[START Material for the task]

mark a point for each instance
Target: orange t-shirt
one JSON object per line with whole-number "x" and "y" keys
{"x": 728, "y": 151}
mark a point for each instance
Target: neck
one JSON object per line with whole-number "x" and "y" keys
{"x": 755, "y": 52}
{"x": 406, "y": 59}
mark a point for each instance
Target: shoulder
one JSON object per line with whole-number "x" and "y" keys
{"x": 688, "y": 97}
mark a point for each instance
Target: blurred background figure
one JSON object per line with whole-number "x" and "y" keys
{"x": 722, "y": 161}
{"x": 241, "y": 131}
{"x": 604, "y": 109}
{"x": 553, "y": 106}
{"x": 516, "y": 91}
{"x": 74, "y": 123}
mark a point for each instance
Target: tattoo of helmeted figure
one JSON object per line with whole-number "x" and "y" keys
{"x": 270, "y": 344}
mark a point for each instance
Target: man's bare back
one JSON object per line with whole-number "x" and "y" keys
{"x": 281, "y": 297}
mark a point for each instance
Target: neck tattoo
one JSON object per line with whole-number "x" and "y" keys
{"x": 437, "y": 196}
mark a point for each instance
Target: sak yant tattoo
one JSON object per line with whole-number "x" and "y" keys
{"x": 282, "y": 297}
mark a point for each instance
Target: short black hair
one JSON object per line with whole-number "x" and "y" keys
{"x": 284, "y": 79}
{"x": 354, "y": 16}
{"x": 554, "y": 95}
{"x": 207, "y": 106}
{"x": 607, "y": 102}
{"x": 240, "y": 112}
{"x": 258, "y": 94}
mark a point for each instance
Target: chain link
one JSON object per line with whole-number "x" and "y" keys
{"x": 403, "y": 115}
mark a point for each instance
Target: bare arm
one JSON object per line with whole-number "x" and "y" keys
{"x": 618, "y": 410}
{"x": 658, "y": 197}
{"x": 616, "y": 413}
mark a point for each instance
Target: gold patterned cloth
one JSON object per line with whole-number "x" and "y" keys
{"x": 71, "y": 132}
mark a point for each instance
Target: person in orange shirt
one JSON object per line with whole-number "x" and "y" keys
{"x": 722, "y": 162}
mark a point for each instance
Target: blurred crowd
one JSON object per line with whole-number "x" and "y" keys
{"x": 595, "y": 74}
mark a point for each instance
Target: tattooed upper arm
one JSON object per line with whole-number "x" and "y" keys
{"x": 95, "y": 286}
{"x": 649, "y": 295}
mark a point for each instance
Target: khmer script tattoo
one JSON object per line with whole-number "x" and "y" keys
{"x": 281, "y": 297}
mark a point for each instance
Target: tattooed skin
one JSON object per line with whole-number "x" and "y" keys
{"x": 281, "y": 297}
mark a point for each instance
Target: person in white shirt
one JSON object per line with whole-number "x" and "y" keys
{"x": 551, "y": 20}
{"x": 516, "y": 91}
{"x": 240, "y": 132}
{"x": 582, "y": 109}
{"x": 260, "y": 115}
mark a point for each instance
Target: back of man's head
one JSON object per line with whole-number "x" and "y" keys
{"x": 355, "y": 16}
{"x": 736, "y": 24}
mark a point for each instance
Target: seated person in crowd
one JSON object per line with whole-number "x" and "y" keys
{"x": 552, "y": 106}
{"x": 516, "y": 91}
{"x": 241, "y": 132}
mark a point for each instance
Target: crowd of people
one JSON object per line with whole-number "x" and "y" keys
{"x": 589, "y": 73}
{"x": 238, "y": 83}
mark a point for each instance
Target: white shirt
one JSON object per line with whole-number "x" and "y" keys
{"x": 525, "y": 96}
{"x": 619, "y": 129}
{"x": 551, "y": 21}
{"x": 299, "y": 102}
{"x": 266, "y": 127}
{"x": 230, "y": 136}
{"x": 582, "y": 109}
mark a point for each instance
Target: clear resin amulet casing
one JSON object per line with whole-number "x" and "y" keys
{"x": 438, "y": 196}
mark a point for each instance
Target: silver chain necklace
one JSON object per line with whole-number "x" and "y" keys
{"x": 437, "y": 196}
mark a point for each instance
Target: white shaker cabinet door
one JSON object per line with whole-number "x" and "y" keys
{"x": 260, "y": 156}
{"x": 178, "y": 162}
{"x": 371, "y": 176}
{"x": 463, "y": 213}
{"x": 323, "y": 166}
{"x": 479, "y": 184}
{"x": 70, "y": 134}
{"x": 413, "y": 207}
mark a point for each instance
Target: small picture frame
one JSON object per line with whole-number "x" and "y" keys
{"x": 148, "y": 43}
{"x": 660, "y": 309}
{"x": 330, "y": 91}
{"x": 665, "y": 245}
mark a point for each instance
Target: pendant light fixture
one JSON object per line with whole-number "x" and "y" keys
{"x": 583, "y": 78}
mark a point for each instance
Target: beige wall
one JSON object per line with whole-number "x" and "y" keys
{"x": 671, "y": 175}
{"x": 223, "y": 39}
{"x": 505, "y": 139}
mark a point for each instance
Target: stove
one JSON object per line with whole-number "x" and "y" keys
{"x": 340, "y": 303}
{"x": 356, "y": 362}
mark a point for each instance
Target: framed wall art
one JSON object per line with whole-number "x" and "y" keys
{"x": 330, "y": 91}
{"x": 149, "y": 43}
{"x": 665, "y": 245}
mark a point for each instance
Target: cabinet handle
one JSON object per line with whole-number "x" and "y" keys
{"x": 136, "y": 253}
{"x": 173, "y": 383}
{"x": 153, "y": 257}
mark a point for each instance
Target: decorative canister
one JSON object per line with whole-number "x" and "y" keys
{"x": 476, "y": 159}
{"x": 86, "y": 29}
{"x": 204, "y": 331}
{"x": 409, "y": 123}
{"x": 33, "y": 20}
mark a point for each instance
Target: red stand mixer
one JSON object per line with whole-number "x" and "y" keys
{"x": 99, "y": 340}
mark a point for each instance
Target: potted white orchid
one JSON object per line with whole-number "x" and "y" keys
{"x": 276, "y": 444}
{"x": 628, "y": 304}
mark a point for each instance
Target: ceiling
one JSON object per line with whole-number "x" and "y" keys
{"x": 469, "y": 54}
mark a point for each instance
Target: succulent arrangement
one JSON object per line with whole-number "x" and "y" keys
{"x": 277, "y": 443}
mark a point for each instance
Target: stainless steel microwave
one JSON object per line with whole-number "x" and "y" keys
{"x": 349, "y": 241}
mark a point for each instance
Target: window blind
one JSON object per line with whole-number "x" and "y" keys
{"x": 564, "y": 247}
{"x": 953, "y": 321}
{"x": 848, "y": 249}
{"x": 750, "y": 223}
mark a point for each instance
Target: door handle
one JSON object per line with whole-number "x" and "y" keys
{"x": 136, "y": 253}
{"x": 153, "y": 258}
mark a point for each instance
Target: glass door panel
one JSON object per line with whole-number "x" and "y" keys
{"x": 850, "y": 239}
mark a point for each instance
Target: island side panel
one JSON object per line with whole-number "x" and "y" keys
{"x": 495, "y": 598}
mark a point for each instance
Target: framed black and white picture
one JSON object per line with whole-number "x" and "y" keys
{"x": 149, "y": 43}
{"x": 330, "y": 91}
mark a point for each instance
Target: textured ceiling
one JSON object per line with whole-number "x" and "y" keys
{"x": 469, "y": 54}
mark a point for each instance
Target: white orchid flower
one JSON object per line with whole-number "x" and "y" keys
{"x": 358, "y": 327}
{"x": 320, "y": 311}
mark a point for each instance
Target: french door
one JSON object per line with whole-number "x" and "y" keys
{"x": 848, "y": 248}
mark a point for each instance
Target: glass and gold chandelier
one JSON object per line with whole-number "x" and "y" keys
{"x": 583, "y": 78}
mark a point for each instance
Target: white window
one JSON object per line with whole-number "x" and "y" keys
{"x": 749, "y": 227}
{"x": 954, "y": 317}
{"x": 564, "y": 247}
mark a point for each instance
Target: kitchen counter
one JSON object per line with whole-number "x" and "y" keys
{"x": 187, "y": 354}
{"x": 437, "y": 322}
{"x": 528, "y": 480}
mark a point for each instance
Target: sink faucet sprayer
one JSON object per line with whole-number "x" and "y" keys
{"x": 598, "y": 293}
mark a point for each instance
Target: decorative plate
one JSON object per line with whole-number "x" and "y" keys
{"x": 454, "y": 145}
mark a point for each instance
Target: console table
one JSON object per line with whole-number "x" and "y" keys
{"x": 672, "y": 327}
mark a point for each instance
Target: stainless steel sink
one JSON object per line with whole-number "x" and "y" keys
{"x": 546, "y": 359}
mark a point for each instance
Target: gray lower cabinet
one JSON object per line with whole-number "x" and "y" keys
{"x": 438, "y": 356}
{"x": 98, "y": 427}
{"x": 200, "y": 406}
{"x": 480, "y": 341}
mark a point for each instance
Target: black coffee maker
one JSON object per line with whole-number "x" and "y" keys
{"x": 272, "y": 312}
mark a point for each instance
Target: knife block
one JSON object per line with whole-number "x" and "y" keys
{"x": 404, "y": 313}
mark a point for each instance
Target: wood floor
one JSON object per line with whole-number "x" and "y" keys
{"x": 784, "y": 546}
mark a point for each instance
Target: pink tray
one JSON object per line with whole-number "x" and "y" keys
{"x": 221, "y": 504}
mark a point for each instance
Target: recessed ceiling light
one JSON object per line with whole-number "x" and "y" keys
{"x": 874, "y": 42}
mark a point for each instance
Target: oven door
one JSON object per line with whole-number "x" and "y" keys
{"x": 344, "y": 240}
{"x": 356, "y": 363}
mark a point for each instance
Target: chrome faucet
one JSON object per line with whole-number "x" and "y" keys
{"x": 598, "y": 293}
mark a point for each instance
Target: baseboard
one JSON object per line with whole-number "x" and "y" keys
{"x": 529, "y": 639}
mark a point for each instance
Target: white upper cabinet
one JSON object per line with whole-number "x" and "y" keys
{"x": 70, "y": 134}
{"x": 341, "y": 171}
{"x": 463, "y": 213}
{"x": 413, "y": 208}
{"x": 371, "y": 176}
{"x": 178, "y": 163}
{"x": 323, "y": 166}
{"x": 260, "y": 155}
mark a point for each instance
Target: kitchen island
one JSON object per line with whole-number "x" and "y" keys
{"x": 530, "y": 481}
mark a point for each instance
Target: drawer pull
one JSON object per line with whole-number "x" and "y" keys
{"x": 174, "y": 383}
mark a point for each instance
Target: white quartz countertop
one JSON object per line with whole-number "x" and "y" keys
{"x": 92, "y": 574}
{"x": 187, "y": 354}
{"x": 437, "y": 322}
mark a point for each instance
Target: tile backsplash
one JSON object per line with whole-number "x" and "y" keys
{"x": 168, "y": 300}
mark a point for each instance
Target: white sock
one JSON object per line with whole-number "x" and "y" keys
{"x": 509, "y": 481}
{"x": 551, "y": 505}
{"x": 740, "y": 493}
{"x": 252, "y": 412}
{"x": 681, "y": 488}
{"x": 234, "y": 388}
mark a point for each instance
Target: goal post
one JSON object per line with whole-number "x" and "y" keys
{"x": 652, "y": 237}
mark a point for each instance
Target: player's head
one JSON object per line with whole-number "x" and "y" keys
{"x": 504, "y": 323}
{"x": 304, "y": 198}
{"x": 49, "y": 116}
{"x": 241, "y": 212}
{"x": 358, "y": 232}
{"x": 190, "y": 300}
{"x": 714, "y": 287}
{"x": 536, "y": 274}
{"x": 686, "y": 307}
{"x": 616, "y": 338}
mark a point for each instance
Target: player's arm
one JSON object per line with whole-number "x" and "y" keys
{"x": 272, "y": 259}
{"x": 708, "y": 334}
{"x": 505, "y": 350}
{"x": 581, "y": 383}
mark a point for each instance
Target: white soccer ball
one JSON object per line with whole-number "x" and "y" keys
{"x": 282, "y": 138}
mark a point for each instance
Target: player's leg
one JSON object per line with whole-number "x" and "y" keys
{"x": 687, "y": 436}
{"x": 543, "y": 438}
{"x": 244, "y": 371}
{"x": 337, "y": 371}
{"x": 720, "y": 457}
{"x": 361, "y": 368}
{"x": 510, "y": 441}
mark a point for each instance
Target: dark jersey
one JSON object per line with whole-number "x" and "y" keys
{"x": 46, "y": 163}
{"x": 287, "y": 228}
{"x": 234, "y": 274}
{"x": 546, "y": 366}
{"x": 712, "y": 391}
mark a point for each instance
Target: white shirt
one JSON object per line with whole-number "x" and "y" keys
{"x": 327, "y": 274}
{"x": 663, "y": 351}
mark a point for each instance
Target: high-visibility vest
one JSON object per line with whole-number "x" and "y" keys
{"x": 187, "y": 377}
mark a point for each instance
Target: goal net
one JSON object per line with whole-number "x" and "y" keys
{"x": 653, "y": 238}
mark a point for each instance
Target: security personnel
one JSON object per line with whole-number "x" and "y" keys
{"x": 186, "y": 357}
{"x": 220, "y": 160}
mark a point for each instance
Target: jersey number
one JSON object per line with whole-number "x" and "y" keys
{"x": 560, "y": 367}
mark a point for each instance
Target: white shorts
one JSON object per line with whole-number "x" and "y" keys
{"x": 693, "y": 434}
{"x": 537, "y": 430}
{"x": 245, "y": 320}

[END Material for the task]

What to do: Pull out each line from the rows above that contains the string "gold". Treat uppercase and lowercase as different.

Finished task:
Target: gold patterned cloth
Target: glass and gold chandelier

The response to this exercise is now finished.